DIRECTION:
Repeat every line below exactly, word for word.

TASK DATA:
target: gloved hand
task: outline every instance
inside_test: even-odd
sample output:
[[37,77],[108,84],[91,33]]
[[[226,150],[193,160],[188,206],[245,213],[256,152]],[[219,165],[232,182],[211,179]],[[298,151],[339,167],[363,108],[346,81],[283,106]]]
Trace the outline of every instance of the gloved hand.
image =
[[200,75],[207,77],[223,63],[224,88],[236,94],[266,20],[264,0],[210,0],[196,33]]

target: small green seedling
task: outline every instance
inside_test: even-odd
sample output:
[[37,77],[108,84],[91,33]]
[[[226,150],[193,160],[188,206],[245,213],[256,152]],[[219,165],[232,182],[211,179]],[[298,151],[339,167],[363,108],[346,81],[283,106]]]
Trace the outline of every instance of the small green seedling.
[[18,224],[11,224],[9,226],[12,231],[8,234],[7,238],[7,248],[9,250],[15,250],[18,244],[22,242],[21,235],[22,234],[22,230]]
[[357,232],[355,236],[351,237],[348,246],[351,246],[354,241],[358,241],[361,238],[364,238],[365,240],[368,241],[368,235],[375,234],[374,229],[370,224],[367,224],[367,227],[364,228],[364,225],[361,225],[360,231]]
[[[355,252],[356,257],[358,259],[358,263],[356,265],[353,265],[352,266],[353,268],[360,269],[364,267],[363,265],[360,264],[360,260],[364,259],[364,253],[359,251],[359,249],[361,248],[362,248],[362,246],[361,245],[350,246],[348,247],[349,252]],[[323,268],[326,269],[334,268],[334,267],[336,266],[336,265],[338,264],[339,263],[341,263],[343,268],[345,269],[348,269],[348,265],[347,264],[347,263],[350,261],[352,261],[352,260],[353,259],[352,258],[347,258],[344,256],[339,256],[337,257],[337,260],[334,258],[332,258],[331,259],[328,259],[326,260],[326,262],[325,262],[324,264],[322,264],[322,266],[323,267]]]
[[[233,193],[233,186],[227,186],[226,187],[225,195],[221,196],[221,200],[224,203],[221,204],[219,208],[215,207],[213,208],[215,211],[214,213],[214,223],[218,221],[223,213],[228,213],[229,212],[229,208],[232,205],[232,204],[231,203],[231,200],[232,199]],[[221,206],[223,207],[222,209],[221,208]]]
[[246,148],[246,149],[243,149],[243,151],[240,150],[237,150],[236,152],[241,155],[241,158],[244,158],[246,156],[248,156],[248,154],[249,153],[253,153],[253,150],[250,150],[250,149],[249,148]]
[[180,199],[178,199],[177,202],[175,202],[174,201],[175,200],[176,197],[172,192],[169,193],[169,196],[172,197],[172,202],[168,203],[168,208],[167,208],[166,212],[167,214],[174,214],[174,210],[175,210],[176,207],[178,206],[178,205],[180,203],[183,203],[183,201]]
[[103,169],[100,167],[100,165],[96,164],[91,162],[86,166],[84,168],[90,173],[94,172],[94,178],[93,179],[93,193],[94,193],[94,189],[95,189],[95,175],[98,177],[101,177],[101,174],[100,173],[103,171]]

SOLUTION TO THIS PROBLEM:
target: gloved hand
task: outline every instance
inside_test: even-odd
sample output:
[[37,77],[108,84],[91,33]]
[[[226,150],[193,160],[188,206],[245,213],[256,152]],[[219,165],[232,182],[211,179]],[[298,151],[339,167],[363,108],[346,81],[283,106]]]
Trace the outline of every instance of the gloved hand.
image =
[[200,75],[207,77],[223,63],[224,88],[236,94],[266,20],[264,0],[210,0],[196,33]]

target: small green seedling
task: outline every instance
inside_test: even-odd
sample output:
[[37,77],[108,84],[91,33]]
[[[226,150],[193,160],[188,206],[245,213],[256,152]],[[219,165],[232,182],[211,179]],[[298,151],[339,167],[363,108],[346,81],[283,106]]]
Trace the outline of every instance of the small green seedling.
[[18,224],[11,224],[9,226],[12,231],[8,234],[7,238],[7,248],[9,250],[15,250],[18,244],[22,242],[21,235],[22,234],[22,230]]
[[357,232],[355,236],[351,237],[348,246],[351,246],[354,241],[358,241],[361,238],[364,238],[365,240],[368,241],[368,235],[375,234],[374,229],[370,224],[367,224],[367,227],[364,228],[364,225],[361,225],[360,231]]
[[[355,252],[356,257],[358,259],[358,263],[356,265],[353,265],[352,266],[353,268],[360,269],[364,267],[363,265],[360,264],[360,260],[364,259],[364,253],[359,251],[359,249],[361,248],[362,248],[362,246],[361,245],[350,246],[348,247],[349,252]],[[323,268],[326,269],[334,268],[334,267],[336,266],[336,265],[338,264],[339,263],[341,263],[343,268],[345,269],[348,269],[348,265],[347,264],[347,263],[350,261],[352,261],[352,260],[353,259],[352,258],[347,258],[344,256],[339,256],[337,257],[337,260],[334,258],[332,258],[331,259],[328,259],[326,260],[326,262],[325,262],[324,264],[322,264],[322,266],[323,267]]]
[[[233,193],[233,186],[227,186],[226,187],[225,195],[221,196],[221,200],[224,203],[221,204],[219,208],[215,207],[213,208],[215,211],[214,213],[214,223],[218,221],[223,213],[228,213],[229,212],[229,208],[232,205],[232,204],[231,203],[231,200],[232,199]],[[221,206],[223,207],[222,209],[221,208]]]
[[246,148],[246,149],[243,149],[243,151],[240,150],[237,150],[236,152],[241,155],[241,158],[244,158],[246,156],[248,156],[248,154],[249,153],[253,153],[253,150],[250,150],[250,149],[249,148]]
[[180,199],[178,199],[177,202],[175,202],[174,201],[175,200],[176,197],[172,192],[169,193],[169,196],[172,197],[172,202],[168,203],[168,208],[167,208],[166,212],[167,214],[174,214],[174,210],[175,210],[176,207],[178,206],[178,205],[180,203],[183,203],[183,201]]
[[103,169],[100,167],[100,165],[96,164],[91,162],[86,166],[84,168],[90,173],[94,172],[94,178],[93,179],[93,193],[94,193],[94,189],[95,189],[95,175],[98,177],[101,177],[101,174],[100,173],[103,171]]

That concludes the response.